WHAT THE TASK REQUIRES => Down to the last line, reproduce the data below exactly.
(THE RECORDS Opens)
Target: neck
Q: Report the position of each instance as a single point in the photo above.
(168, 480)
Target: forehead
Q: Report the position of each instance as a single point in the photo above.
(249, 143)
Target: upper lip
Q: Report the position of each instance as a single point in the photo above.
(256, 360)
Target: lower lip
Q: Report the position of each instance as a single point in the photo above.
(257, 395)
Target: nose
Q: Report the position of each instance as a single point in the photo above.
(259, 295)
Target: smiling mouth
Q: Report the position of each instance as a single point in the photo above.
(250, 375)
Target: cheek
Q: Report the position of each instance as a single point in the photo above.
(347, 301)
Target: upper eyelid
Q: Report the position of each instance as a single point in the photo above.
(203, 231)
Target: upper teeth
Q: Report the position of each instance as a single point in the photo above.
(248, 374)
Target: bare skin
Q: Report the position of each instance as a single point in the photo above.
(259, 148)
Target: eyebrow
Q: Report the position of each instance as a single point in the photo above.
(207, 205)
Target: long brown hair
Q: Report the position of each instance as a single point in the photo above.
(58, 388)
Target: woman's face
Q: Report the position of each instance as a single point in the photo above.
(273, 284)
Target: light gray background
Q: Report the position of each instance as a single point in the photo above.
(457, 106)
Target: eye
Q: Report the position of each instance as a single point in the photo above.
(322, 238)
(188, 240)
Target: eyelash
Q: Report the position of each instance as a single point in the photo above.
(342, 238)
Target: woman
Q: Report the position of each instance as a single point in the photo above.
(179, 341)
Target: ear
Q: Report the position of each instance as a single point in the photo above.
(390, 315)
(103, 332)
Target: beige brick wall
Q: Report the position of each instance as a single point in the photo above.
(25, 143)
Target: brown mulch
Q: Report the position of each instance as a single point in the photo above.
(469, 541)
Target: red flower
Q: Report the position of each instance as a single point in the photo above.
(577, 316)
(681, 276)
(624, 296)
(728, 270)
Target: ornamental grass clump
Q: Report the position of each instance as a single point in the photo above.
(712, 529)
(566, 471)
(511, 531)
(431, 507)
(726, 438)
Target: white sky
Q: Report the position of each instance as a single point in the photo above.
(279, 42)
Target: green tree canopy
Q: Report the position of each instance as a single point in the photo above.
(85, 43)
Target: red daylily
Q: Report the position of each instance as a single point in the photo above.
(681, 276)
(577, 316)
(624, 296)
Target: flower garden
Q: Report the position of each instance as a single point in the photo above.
(THE RECORDS Closes)
WRITTEN RESPONSE =>
Target: neck
Q: Report the position of each instance as a single point in the photo above.
(168, 480)
Target: forehead
Q: Report the position of each instance as a single point in the photo above.
(249, 143)
Target: upper lip
Q: Report the position of each instance as a single point in the photo above.
(256, 360)
Target: lower lip
Q: Report the position of each instance as a single point in the photo above.
(257, 395)
Target: nose
Q: Report the position of each instance as a single point in the photo above.
(259, 295)
Target: smiling mouth
Q: Report the position of each instance as a single point in the photo above.
(250, 375)
Target: cheek
Q: Report the position of each instance as a single point in the photo above.
(347, 301)
Target: upper eyelid
Q: Report the position of each instance as a single point in the photo above.
(203, 231)
Target: upper teeth
Q: Report the position of each instance as a single point in the photo above.
(248, 374)
Target: bare skin
Q: Report the position of each instance as a single point in the photo above.
(259, 148)
Target: eyebrow
Q: Report the position of each instance as a single point in the photo above.
(207, 205)
Target: long brown hair
Q: Report the position of each instance as a single point in the photo above.
(58, 388)
Target: woman's face
Q: Report the position of each instance as a single point in the photo above.
(273, 284)
Target: light gray background
Q: Report the position of each instance as a single point in the photo above.
(457, 106)
Target: eye
Q: Report the position of each instance as a single point in the photo above.
(322, 238)
(188, 240)
Target: eyelash
Q: Report the position of each instance as a single point in the photo above.
(342, 238)
Target: woman
Q: Report the position of each instance as a single point in the photo above.
(179, 341)
Target: ear
Q: Report the position of each instance as a single point in the photo above.
(390, 315)
(103, 332)
Target: beige brick wall
Q: Report the position of each instance as a single point in the photo above.
(25, 143)
Target: brown mulch
Q: Report the position of each instance as a single point in the photo above.
(469, 541)
Target: red flower
Q: Report the position of each instance as a single point in the photo above.
(577, 316)
(681, 276)
(624, 296)
(728, 270)
Target: ornamental grass clump
Q: Report the position of each instance as a single point in the photo above.
(712, 529)
(566, 471)
(511, 531)
(431, 507)
(726, 438)
Target: white sky
Q: Report the position of each instance as a single point in the photo above.
(279, 42)
Target: green tree canopy
Q: Report the position of each instance as a single point in the photo above.
(85, 43)
Target: red daylily
Q: Report the position of each instance as a single point in the photo above.
(681, 276)
(577, 316)
(624, 296)
Target: flower garden
Q: Report the position of each instance as a single point in the photo above.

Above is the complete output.